O que julga ser, então, mais importante esclarecer acerca deste episódio?
Acho que, mais do que percebermos quem chamou o SIS, importa saber o que foi dito, ou ao primeiro-ministro ou ao secretário de Estado ou aos ministros da Administração Interna e da Justiça, a quem quer que seja, sobre o conteúdo daquele computador - para que as pessoas dissessem para se recorrer ao SIS. Mais do que perguntar quem é que deu ordens, gostaria de perceber o que o ministro Galamba disse, a qualquer dos ministros com quem falou naquele dia 26 de abril, acerca do que aquele computador tinha. Porque, de certeza, o senhor ministro não disse que o computador tinha umas notas sobre umas reuniões com a presidente da TAP.

__Dados apresentados__:
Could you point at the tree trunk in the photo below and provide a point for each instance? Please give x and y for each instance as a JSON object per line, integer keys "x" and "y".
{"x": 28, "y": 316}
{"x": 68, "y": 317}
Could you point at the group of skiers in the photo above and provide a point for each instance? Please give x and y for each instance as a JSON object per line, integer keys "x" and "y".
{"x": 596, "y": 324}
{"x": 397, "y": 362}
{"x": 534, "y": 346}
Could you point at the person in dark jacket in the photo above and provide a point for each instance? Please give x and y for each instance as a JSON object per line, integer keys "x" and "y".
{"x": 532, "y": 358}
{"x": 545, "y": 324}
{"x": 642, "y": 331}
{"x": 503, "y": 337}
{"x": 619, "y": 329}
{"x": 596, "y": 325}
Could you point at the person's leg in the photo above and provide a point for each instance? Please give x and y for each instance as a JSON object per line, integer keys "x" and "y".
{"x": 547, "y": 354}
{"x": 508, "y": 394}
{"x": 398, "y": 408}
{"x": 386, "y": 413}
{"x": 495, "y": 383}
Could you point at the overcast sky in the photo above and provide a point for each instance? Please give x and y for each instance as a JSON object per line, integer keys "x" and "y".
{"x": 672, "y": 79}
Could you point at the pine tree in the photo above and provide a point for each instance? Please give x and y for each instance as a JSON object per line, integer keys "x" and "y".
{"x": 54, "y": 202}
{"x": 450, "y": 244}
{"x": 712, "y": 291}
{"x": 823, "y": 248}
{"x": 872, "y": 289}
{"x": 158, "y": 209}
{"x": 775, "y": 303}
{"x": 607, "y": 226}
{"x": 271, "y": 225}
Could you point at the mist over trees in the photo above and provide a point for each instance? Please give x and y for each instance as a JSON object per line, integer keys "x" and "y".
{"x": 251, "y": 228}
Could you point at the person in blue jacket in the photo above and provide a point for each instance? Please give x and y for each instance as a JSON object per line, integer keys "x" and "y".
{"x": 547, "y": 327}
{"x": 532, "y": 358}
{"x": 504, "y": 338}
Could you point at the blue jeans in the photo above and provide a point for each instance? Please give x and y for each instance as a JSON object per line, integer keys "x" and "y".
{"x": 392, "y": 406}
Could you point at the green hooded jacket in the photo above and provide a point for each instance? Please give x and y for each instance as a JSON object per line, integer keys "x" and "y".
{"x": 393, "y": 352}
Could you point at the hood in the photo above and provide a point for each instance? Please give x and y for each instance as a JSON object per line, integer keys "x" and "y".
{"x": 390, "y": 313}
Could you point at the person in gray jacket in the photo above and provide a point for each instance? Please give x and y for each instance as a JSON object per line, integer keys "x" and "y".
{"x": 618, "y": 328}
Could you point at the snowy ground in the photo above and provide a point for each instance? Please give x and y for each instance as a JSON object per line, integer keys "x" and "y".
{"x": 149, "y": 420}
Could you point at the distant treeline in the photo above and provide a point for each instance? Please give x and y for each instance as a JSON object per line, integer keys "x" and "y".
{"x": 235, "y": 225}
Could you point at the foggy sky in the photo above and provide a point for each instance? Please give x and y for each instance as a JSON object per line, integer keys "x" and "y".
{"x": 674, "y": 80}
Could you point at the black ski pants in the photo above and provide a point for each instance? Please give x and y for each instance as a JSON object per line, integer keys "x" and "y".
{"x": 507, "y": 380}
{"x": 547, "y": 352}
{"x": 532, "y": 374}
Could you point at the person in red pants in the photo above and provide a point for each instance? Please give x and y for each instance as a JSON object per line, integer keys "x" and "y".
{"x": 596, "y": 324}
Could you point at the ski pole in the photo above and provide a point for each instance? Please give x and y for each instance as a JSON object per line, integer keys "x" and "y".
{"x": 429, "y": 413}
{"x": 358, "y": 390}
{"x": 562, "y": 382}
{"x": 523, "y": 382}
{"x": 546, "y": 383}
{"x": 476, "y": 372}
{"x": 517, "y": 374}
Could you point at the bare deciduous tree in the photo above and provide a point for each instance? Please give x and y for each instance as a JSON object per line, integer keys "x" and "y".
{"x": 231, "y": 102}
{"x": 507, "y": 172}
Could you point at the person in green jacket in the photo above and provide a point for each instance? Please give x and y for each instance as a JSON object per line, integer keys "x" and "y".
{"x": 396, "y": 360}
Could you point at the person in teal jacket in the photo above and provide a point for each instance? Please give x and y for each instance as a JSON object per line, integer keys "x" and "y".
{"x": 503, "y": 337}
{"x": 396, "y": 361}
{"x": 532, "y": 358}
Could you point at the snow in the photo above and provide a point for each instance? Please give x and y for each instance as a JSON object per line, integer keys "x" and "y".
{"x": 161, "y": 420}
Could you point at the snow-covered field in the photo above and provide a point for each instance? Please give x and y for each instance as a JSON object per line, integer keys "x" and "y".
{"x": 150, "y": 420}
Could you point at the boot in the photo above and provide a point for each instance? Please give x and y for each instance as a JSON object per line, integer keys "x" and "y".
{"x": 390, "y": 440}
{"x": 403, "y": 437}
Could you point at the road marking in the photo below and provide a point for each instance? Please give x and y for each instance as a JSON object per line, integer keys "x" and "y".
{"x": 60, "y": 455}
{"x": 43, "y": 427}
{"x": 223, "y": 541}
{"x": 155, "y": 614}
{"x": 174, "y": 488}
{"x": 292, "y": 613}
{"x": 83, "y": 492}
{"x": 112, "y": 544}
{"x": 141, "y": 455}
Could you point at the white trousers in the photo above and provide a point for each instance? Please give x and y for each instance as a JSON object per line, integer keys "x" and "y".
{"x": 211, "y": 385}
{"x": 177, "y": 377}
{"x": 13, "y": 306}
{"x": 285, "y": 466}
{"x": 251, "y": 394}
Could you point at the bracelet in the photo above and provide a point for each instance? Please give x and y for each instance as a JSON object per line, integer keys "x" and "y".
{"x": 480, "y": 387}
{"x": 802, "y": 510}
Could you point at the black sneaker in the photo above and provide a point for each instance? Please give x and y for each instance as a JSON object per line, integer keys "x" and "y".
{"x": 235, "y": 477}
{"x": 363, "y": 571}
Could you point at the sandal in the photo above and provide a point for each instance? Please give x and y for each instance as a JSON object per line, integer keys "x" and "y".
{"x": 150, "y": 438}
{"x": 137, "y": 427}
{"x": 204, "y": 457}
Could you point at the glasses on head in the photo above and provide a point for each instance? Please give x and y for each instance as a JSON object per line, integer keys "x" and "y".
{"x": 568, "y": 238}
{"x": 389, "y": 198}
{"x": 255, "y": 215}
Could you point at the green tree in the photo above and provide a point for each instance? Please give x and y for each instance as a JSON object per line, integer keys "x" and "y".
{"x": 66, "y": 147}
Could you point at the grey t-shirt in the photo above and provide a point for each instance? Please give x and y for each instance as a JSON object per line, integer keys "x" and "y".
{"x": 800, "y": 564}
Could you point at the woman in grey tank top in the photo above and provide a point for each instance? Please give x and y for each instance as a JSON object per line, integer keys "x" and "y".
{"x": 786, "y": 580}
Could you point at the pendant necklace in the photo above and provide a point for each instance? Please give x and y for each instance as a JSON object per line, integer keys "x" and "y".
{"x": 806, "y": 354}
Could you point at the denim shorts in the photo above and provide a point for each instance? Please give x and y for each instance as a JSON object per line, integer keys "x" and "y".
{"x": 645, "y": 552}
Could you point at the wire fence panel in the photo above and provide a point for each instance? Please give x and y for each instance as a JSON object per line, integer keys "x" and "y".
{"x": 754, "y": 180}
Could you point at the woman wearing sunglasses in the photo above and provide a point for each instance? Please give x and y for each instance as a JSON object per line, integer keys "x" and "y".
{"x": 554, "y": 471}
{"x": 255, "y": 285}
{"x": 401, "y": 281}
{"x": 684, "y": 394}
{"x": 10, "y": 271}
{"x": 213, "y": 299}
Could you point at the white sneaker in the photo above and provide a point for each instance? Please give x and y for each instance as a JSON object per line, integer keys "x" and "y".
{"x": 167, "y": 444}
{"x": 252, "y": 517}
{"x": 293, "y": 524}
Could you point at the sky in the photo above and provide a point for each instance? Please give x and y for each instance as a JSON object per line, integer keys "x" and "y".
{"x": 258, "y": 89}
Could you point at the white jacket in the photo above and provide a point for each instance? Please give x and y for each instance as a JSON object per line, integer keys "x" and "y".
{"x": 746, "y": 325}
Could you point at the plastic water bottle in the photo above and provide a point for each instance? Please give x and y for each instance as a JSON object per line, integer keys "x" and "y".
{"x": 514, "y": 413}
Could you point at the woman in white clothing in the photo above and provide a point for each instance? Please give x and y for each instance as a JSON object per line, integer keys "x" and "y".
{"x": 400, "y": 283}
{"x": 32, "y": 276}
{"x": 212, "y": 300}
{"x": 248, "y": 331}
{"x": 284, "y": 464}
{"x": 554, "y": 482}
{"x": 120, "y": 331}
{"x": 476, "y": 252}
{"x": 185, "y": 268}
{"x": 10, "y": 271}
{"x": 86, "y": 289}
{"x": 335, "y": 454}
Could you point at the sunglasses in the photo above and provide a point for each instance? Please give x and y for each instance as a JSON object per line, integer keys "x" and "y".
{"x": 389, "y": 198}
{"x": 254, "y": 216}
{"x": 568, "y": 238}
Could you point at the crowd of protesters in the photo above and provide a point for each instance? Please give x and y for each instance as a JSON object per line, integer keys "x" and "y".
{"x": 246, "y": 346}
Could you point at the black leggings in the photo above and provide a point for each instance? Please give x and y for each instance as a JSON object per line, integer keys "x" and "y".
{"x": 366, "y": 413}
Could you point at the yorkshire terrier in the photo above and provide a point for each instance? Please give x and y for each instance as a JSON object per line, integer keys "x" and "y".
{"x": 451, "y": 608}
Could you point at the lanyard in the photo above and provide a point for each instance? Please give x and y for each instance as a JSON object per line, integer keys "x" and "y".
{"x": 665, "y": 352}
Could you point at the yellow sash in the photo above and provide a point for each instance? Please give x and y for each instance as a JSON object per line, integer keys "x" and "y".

__Tarefa proposta A__:
Diga se cada afirmação está de acordo com o documento de origem, respondendo sim ou não e citando as palavras do documento que decidem. (i) Na resposta, saber quem chamou o SIS é apontado como mais importante do que saber o que foi dito. (ii) O ministro Galamba falou com ministros no dia 26 de abril. (iii) Segundo a resposta, o ministro disse que o computador tinha notas sobre reuniões com a presidente da TAP.
__Tarefa proposta B__:
Segundo o documento de origem, além do primeiro-ministro e do secretário de Estado, de que ministérios são os ministros mencionados?
__Tarefa proposta C__:
Transcreva do documento de origem o trecho que começa em "O que julga" e vai até "presidente da TAP.".

__Resposta completa A__:
(i) Não: "mais do que percebermos quem chamou o SIS, importa saber o que foi dito"
(ii) Sim: "a qualquer dos ministros com quem falou naquele dia 26 de abril"
(iii) Não: "de certeza, o senhor ministro não disse que o computador tinha umas notas sobre umas reuniões com a presidente da TAP"

__Resposta completa B__:
Da Administração Interna e da Justiça.

__Resposta completa C__:
O que julga ser, então, mais importante esclarecer acerca deste episódio?
Acho que, mais do que percebermos quem chamou o SIS, importa saber o que foi dito, ou ao primeiro-ministro ou ao secretário de Estado ou aos ministros da Administração Interna e da Justiça, a quem quer que seja, sobre o conteúdo daquele computador - para que as pessoas dissessem para se recorrer ao SIS. Mais do que perguntar quem é que deu ordens, gostaria de perceber o que o ministro Galamba disse, a qualquer dos ministros com quem falou naquele dia 26 de abril, acerca do que aquele computador tinha. Porque, de certeza, o senhor ministro não disse que o computador tinha umas notas sobre umas reuniões com a presidente da TAP.